### How to complete this task:
Transcribe every record as it stands and set the images aside.

### Entries supplied:

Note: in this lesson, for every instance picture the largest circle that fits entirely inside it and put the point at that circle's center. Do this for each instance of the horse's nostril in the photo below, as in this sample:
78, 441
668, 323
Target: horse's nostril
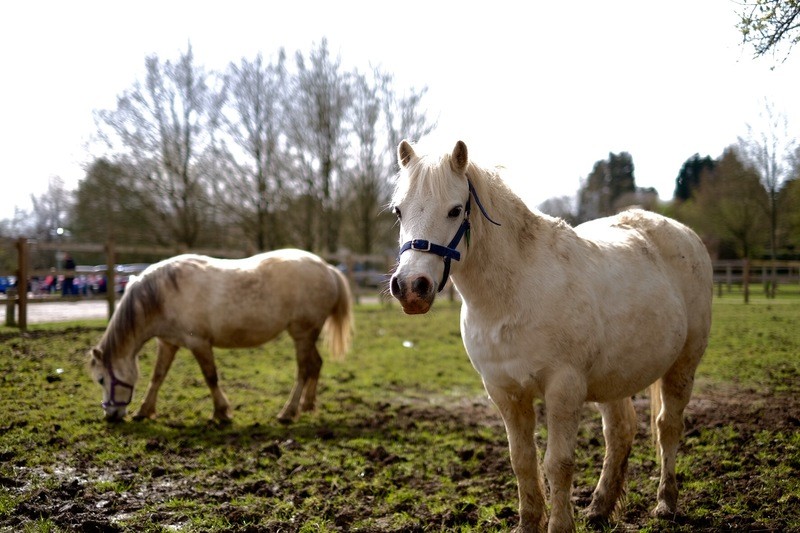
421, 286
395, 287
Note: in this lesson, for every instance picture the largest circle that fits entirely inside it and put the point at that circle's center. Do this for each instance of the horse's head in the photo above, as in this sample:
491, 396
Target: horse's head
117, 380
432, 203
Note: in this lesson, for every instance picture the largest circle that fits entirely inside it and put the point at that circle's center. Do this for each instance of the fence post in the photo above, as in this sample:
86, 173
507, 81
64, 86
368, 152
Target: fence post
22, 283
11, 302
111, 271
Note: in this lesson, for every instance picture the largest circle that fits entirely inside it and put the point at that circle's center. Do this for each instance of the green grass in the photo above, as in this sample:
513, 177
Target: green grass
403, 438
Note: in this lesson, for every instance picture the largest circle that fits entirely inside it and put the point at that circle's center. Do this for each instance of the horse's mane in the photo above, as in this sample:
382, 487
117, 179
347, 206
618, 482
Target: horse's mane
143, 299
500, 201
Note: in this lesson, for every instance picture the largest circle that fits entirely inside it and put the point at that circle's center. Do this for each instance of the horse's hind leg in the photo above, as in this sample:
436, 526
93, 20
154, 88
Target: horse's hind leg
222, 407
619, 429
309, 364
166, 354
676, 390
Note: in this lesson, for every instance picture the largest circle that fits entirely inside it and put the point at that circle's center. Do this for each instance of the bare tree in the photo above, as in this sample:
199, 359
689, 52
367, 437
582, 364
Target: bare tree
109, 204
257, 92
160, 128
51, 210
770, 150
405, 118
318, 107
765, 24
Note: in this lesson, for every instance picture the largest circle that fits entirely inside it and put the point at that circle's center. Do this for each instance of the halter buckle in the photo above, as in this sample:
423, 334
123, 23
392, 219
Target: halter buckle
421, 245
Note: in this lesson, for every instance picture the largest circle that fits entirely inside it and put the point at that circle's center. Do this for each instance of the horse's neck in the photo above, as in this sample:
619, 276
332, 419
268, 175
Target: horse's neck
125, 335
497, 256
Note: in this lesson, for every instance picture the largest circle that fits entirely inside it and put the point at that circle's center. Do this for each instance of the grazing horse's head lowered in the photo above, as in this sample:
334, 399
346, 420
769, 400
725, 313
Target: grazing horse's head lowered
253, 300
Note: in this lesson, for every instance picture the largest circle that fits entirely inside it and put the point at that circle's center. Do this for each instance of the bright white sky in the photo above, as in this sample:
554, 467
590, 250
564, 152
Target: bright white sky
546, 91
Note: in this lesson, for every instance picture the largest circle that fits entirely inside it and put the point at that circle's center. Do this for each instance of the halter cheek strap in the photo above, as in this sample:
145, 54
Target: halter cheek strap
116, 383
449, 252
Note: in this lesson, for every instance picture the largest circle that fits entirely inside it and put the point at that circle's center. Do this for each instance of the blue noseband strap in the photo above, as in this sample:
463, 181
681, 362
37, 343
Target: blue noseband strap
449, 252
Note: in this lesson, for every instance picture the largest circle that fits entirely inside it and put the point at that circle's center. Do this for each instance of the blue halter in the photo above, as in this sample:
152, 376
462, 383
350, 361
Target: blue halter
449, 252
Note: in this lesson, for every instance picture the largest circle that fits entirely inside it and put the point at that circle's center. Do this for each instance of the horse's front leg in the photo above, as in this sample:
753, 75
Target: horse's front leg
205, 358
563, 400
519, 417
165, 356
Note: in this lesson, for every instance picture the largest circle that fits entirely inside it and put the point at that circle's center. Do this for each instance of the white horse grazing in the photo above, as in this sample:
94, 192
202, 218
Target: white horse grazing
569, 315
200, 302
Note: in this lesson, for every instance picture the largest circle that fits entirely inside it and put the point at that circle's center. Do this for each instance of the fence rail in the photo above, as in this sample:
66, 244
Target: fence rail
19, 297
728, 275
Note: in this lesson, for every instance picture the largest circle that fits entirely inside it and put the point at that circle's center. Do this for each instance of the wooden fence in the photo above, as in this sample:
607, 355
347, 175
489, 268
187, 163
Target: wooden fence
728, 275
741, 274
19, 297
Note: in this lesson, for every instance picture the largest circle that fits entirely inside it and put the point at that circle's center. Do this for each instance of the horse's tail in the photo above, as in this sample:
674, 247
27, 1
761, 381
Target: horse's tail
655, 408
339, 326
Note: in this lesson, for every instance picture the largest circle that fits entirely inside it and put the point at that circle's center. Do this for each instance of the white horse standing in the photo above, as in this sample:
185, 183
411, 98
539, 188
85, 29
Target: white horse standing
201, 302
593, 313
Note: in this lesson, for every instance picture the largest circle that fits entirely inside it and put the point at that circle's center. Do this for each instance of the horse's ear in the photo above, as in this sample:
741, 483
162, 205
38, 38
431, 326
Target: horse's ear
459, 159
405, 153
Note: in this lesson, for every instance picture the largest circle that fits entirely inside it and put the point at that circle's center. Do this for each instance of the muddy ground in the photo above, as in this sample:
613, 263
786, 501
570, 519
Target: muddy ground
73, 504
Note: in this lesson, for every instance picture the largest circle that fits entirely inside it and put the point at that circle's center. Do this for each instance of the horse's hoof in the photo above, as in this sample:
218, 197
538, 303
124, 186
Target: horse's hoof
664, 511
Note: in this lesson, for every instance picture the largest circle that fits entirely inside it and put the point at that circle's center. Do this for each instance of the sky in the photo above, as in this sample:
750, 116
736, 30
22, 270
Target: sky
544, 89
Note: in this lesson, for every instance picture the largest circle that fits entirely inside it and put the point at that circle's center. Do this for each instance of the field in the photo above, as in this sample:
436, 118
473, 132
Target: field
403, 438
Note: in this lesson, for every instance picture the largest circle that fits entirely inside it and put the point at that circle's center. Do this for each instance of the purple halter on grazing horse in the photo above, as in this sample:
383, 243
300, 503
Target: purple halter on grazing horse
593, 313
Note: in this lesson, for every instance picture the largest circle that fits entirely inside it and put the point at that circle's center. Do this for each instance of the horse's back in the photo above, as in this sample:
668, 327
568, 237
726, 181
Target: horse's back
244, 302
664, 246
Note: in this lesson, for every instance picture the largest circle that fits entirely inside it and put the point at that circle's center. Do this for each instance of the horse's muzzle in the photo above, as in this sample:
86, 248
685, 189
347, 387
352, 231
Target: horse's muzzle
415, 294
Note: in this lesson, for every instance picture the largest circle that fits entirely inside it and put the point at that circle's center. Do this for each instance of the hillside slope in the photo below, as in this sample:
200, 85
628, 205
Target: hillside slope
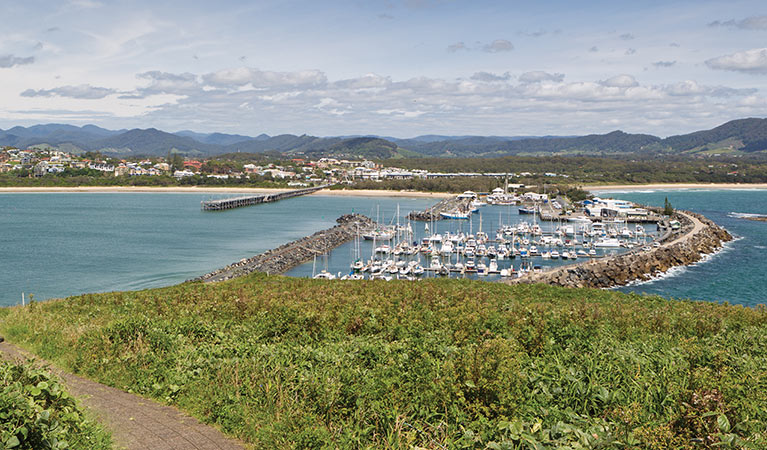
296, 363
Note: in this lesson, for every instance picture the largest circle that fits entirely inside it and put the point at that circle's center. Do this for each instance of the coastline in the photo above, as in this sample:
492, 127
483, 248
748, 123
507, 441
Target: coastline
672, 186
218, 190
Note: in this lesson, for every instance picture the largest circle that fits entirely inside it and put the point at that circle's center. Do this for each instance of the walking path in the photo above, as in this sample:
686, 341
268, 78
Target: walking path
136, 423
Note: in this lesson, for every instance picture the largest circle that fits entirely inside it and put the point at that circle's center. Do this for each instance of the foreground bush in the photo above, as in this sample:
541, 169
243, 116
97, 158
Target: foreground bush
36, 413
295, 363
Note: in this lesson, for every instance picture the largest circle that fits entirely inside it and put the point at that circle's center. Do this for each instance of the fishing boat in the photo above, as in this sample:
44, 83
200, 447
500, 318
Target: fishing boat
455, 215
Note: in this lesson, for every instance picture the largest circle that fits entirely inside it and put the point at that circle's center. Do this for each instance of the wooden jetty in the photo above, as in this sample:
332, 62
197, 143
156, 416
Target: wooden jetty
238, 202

### Output for this task:
Note: in this lesson, for every instance picture the largest circle that fits entirely inside it and put the point at that circle's center. Do this for each instance of the horse's nostril in the photo below, as in this sample:
78, 441
668, 323
Target: horse's nostril
421, 286
395, 287
Note: in this lesson, for every instance picture the largest circle that fits entirely inside it and put the point at that circle's center. Do this for each instance of the horse's head in the photo above, as in this sample:
491, 396
Target: horse's head
117, 380
432, 203
Note: in this lesson, for every instance picture the largest circle that fits entirely inside it and put the point at that circle's center. Do this for each instance of the fence post in the photo above, as in this sample:
86, 173
507, 81
64, 86
368, 152
Target: fence post
22, 283
11, 302
111, 271
Note: in this lesson, for every instance picture the largest circle that fits entirely inside it and put the point at that circle's center. Do this for each instance of the green grass in the photo above, as in this sample:
513, 177
Target: green grass
403, 438
Note: in this lesson, for every instance picture the largest circle that fits entirely inside it and put the point at that circle's center. Do this for each instance of the horse's mane in the photo above, as in this sample:
382, 487
117, 179
347, 206
618, 482
Target: horse's mane
143, 299
500, 201
Note: in this lesson, for every instance picture the largest circle that fits entirely inside it and put the point at that circle's center. Do this for each instance of the horse's hind leg in the photo above, as in this sample:
436, 526
93, 20
154, 88
Target: horse's hind leg
222, 407
619, 429
309, 364
166, 354
676, 390
Note: in this lesson, for every instance picture the largest circle that fits entirely inside it and put the point at that circle's center. Do this for each instance of the bare tree in the photo above, as in this sample:
199, 359
689, 52
367, 437
582, 364
Target: bare tree
109, 204
257, 92
160, 128
51, 210
770, 150
405, 118
318, 107
765, 24
Note: in this lesson, for every instance picture the largest circle that fits entirely inside it and put the point at that circle's center. Do this for each instance of the halter buckle in the photo above, as in this sample:
423, 334
123, 23
392, 219
Target: halter buckle
421, 245
Note: in this lesson, for every instance picture the largest circle that fits entirely inside it and put the point at that circle's center. Do this for each instance of the horse's neck in the photo above, as in this sample:
619, 276
332, 419
268, 175
Target: horse's neck
125, 335
497, 256
Note: in this lesson, for every instance picture the largest circle that fits entirely inside it and put the point at that circle's center. Do this for each instance of the grazing horse's head lowered in the photo above, as in this sample:
334, 399
346, 420
769, 400
725, 313
Target: grazing horse's head lowered
253, 300
Note: in this lesson, for every instance picture the largest circle that fits entirely inside it and put the point at that circle's center. Do this for each instance of the bright white sky in the photo above, as in this sample:
554, 467
590, 250
564, 152
Target: bright white sky
546, 91
Note: in this lesson, for every instance picture the largest circle that fits entirely inside it and put the point at that circle's center. Do this for each instance of the halter cheek strap in the photo above, as in this sample:
145, 54
Target: halter cheek strap
116, 383
449, 252
Note: in this lesson, for every instance picture the largest circle that fits entirely inside it and put the point at that circle's center. Do this for each instance of the blue noseband strap in the photo above, as in this sample:
463, 181
681, 362
37, 343
Target: blue noseband strap
449, 252
Note: in this lesson, for every instance picture the largest circle that fits entirely inside it and put the point at that circle's center. Do this for each instance of the blue halter in the photo above, as in this sample:
152, 376
462, 383
350, 361
Target: blue halter
449, 252
Note: in this lesson, for every instance picture the largest circle that fits entirely inside it and put the point at that circle's center. Do this for each instance of the horse's front leg in the photo above, as in this sample:
753, 75
Target: horse's front leg
205, 358
563, 400
519, 417
165, 356
Note: in this lesson, for every instance picture the largest circle that fits entirely inside it and put the point at that circle's center. Do this for each instance of the white horse grazing in the photo above, as in this sample:
94, 192
202, 218
Target: white horse grazing
569, 315
200, 302
Note: in this lesson, for every instance picture the largest circle that fits entirely inside it and put the point at that circle's center. Do this for each instance of the fence rail in the photo above, as in this sample:
66, 244
Target: fence rail
19, 297
728, 275
Note: in this lesson, for every instance picture the largest circle that fits entirely inside it and put the point at that circle's center. Do this for each instance of the wooden fence in the photo above, as in this sample:
607, 355
347, 175
489, 268
187, 163
Target: wooden fence
728, 275
741, 274
19, 297
Note: in this lesson, for every instance picture the largest circle that fits entirely inside it and put the point at that circle's center. Do this for each instance of the horse's tail in the photo above, as in this sample:
674, 247
27, 1
761, 381
Target: horse's tail
655, 408
339, 326
Note: in this lesson, for every instance picture the largest circle that fits entirely inside it and put the point at that circle's center. Do this for each instance of the white horse standing in the photo above, as in this sample:
185, 183
411, 98
539, 188
85, 29
Target: white horse standing
201, 302
593, 313
Note: in this lesson, for every instance picture the largest circle that fits entirely inside it and put the point at that circle's center. Do this for each instance of the horse's ear in the photo above, as in this sample:
741, 483
162, 205
38, 38
431, 326
Target: horse's ear
459, 159
405, 153
Note: in this lesson, for every instance picture the largest circle that fits entirely inside it and put the point at that circle's center. Do this for each instance of the muddy ground in the photo above, as in this sample:
613, 263
786, 501
570, 519
Target: muddy ground
73, 504
Note: in this lesson, for every instance picture the largest circle that fits entirely inside it and put the point at that circle's center. Do this for each instance of the horse's hoof in the photo above, as in this sample:
218, 197
538, 303
124, 186
Target: horse's hoof
664, 511
Note: in this lesson, for every instance picture the largest circle that fits entirely inside it and put the point at that circle's center. Do this for each instance of the sky in the photo above, as in this sample:
750, 116
736, 30
22, 270
Target: sky
544, 89
Note: in this lesson, for every instance picture the largest circle that fits entirely inside it and put the point at that circle's center. Do this for each instance of the field in the photo above, as in this sample:
436, 118
473, 132
Target: field
403, 438
Note: in this lesson, for every instance picture the largest circle that fits entirely inside it and put the point at that circle's center. Do this for each instance of the purple halter on grazing horse in the photo above, as in this sample:
383, 243
300, 503
Target: purple halter on grazing horse
593, 313
Note: in this lesson, for every instance picture the largest circle that fits entirely inside it and put the point at that circle's center. Do this for each instance of the horse's back in the photo above, as in this sample:
668, 327
568, 237
726, 181
Target: horse's back
244, 302
664, 246
Note: in this lesson, for every instance picture the largest circle that fits entirely inside it and put the point at that circle's center. Do this for each instance of the horse's muzzle in the photo above, as in this sample:
86, 248
685, 189
347, 387
352, 231
Target: horse's muzzle
415, 294
Note: in this lesson, for every instance picture the largest circle that fits entirely inside it and put the point at that circle's center. Do this for each instance of the hillside slope in the photo below, as in this sample:
200, 85
628, 205
Target: hillside slope
296, 363
Note: in this lesson, for every instance picture the largest circle that fits entirely inside it and put the point at that circle's center. Do this for each instance of the coastline in the photo above, as in this sample:
492, 127
483, 248
748, 123
507, 441
Target: coastline
672, 186
218, 190
Note: in this lesson, for every instance picture the largest circle that fits entirely inside it and put the point at that circle's center. Do this for each instance of the walking path in the photo above, as in this sample:
686, 341
268, 78
Target: walking path
136, 423
Note: in this lesson, for every instance picture the largest circle that fits entirely inside it and put the point at that circle's center. Do this for each instance of the foreground bush in the photo above, as in this sample:
541, 169
243, 116
97, 158
Target: foreground bush
36, 413
295, 363
Note: in this lesson, for every instance picture the largest circle that fits entirely inside it and put the point at that circle's center. Do this for each instance of the fishing boat in the photo above, as in this sample:
44, 83
200, 447
500, 318
Target: fishing boat
455, 215
Note: in this lesson, for every instance picture the largest circle that fits entirely inside it and put the point at that circle's center. Do this for each instance of the wooden jetty in the photo above, as in this sample:
332, 62
197, 143
156, 416
Target: wooden jetty
238, 202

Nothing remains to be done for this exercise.